Gegeven opdracht 1: Noem alle verkorte benamingen die in het paginafragment na "hierna:" worden ingevoerd.

═════ Paginafragment ═════

Volgens beleidsregel 1 van de Beleidsregels boeteoplegging Wav, zoals die ten tijde van belang luidden (hierna: de beleidsregels), wordt bij de berekening van een boete, als bedoeld in artikel 19a, eerste lid, voor alle beboetbare feiten als uitgangspunt gehanteerd de normbedragen die zijn neergelegd in de 'Tarieflijst boetenormbedragen bestuurlijke boete Wav' (hierna: de Tarieflijst), die als bijlage bij de beleidsregels is gevoegd.
Volgens de Tarieflijst is het boetenormbedrag voor overtreding van artikel 2, eerste lid, op € 8.000,00 gesteld.
Ingevolge artikel 39, eerste lid, van het Verdrag tot oprichting van de Europese Gemeenschap (hierna: het EG-Verdrag), thans, na wijziging, artikel 45, eerste lid, van het Verdrag betreffende de werking van de Europese Unie (hierna: het VWEU), is het verkeer van werknemers binnen de Gemeenschap vrij.
Ingevolge artikel 49, eerste alinea, van het EG-Verdrag, thans, na wijziging, artikel 56, eerste alinea, van het VWEU, zijn in het kader van de volgende bepalingen de beperkingen op het vrij verrichten van diensten binnen de Gemeenschap verboden ten aanzien van de onderdanen der Lid-staten die in een ander land van de Gemeenschap zijn gevestigd dan dat, waarin degene is gevestigd te wiens behoeve de dienst wordt verricht.
Ingevolge artikel 50, laatste alinea, van het EG-Verdrag, thans, na wijziging, artikel 57, laatste alinea, van het VWEU, voor zover thans van belang, kan degene die de diensten verricht, daartoe zijn werkzaamheden tijdelijk uitoefenen in het land waar de dienst wordt verricht, onder dezelfde voorwaarden als die welke dat land aan zijn eigen onderdanen oplegt.

═════

Gegeven opdracht 2: Geef alle records opnieuw weer en vervang daarin "instance" door "object". Laat al het andere ongewijzigd.

═════ Records ═════

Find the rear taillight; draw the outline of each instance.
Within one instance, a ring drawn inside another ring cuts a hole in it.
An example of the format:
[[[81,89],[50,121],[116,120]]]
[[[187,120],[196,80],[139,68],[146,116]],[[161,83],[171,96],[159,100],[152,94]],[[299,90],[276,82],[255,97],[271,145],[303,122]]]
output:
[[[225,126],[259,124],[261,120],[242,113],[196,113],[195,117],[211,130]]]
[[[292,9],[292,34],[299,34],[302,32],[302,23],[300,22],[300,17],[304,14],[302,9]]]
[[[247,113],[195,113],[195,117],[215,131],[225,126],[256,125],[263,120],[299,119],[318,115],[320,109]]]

═════

Oplossing 1:
de beleidsregels
de Tarieflijst
het EG-Verdrag
het VWEU

Oplossing 2:
Find the rear taillight; draw the outline of each object.
Within one object, a ring drawn inside another ring cuts a hole in it.
An example of the format:
[[[81,89],[50,121],[116,120]]]
[[[187,120],[196,80],[139,68],[146,116]],[[161,83],[171,96],[159,100],[152,94]],[[299,90],[276,82],[255,97],[271,145],[303,122]]]
output:
[[[225,126],[259,124],[261,120],[242,113],[196,113],[195,117],[211,130]]]
[[[292,9],[292,34],[299,34],[302,32],[302,23],[300,22],[300,17],[304,14],[302,9]]]
[[[247,113],[195,113],[195,117],[215,131],[225,126],[256,125],[263,120],[299,119],[318,115],[320,109]]]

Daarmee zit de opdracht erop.